> [EXERCISE AIM] Word for word, transcribe the data below from the line with "Query: sandals" to the line with "flop and return the coordinates.", keeping both of those lines.

> [DATA IN THIS EXERCISE]

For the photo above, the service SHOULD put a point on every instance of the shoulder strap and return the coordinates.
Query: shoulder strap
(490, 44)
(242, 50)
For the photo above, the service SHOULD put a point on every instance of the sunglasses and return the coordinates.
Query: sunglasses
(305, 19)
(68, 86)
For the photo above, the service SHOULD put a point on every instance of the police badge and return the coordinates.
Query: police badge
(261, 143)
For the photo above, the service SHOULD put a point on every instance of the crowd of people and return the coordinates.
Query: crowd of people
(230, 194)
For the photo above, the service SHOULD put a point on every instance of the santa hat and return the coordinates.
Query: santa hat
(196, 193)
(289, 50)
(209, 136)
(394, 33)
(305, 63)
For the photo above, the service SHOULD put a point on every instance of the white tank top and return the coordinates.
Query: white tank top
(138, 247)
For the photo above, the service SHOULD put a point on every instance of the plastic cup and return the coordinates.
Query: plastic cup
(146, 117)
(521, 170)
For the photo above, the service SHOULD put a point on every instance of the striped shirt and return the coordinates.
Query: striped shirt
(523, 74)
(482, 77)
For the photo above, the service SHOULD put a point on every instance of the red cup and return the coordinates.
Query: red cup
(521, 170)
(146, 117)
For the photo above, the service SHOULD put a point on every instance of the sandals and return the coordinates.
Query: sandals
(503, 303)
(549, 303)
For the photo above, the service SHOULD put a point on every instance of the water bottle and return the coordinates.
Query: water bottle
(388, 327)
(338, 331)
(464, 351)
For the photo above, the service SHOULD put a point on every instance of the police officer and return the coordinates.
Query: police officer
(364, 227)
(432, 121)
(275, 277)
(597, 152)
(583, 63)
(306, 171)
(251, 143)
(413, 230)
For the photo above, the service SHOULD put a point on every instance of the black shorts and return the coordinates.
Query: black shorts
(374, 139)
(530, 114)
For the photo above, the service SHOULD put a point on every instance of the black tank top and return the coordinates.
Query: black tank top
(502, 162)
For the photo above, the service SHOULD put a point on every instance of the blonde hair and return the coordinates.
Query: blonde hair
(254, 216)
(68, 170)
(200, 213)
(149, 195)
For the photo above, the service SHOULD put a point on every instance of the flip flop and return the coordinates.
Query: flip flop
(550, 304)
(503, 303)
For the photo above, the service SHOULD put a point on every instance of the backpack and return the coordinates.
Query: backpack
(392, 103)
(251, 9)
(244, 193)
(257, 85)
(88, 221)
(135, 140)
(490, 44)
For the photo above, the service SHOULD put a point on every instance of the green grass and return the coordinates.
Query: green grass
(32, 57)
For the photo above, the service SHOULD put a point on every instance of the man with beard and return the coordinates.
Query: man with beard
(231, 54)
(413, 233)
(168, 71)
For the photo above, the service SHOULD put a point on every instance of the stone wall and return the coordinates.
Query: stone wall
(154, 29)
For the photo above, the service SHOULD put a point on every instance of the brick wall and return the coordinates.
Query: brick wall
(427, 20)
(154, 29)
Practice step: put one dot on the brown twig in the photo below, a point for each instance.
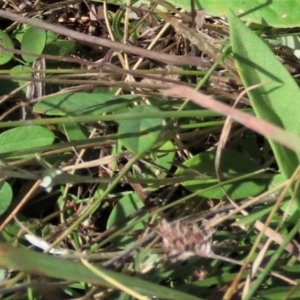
(158, 56)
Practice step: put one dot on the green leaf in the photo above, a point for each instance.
(39, 263)
(6, 42)
(278, 100)
(75, 104)
(275, 13)
(6, 195)
(162, 163)
(232, 163)
(26, 137)
(34, 41)
(125, 207)
(137, 135)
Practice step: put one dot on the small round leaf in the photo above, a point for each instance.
(233, 164)
(138, 135)
(6, 196)
(34, 41)
(6, 42)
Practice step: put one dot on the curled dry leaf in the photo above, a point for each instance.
(181, 242)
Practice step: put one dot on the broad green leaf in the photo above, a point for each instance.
(74, 104)
(124, 207)
(233, 164)
(34, 40)
(275, 13)
(26, 137)
(6, 42)
(39, 263)
(137, 135)
(278, 100)
(6, 196)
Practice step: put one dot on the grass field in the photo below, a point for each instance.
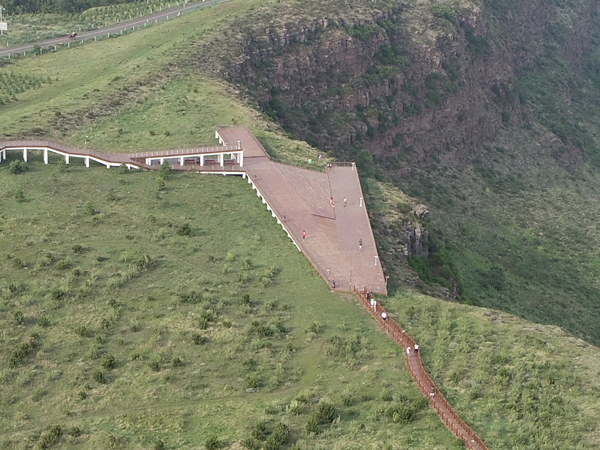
(124, 330)
(192, 321)
(133, 314)
(118, 90)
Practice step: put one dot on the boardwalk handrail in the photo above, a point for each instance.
(424, 383)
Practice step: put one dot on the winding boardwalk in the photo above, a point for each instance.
(299, 199)
(424, 383)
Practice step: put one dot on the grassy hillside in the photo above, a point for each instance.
(124, 330)
(126, 92)
(134, 315)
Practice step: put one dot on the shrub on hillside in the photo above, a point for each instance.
(50, 438)
(16, 167)
(212, 443)
(184, 229)
(108, 361)
(19, 196)
(325, 413)
(444, 11)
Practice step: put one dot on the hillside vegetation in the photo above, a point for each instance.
(138, 315)
(134, 314)
(485, 111)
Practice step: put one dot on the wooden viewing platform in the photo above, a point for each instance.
(336, 238)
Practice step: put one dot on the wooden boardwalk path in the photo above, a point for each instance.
(424, 383)
(339, 241)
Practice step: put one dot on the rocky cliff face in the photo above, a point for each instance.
(405, 81)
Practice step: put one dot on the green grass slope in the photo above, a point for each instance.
(123, 330)
(132, 315)
(128, 92)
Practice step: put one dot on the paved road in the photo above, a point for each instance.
(114, 29)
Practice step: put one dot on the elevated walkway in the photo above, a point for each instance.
(298, 198)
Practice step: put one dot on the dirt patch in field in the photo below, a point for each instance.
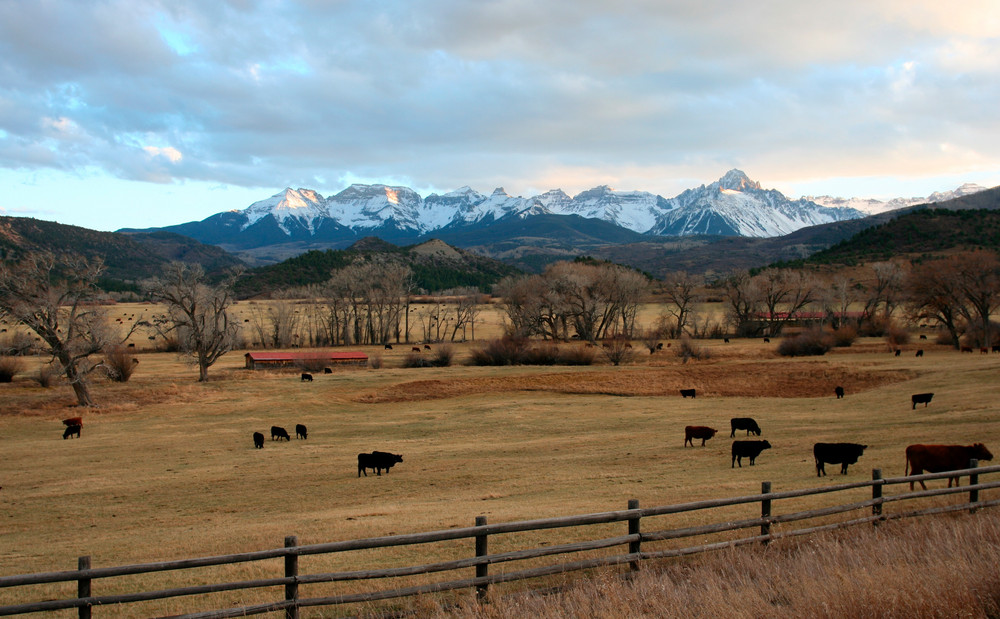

> [WRITTEN REPLY]
Query: sandals
(503, 303)
(549, 303)
For the photo above, the service SHOULD put a point on every instance of the water bottle and return the coordinates.
Query: water bottle
(388, 327)
(338, 331)
(464, 351)
For the photo above, the service SHOULD put a point on every instance of the police officer and return the coordinates.
Query: police officer
(364, 227)
(432, 121)
(275, 277)
(597, 152)
(583, 63)
(306, 171)
(251, 143)
(413, 230)
For the photo above, the service SHOULD put a point on every instance of the black shorts and return the coordinates.
Query: black shorts
(374, 139)
(530, 114)
For the photo above, the service SHOULD put a point on every instance of the black tank top and return the coordinates.
Query: black tank top
(502, 162)
For the photo above, the service SHOULD put a point on every instance of the blonde hair and return the coordinates.
Query: blonde hair
(254, 216)
(68, 170)
(200, 213)
(149, 195)
For the photo above, the service SHOULD put a point on every instance of the flip flop and return the coordinates.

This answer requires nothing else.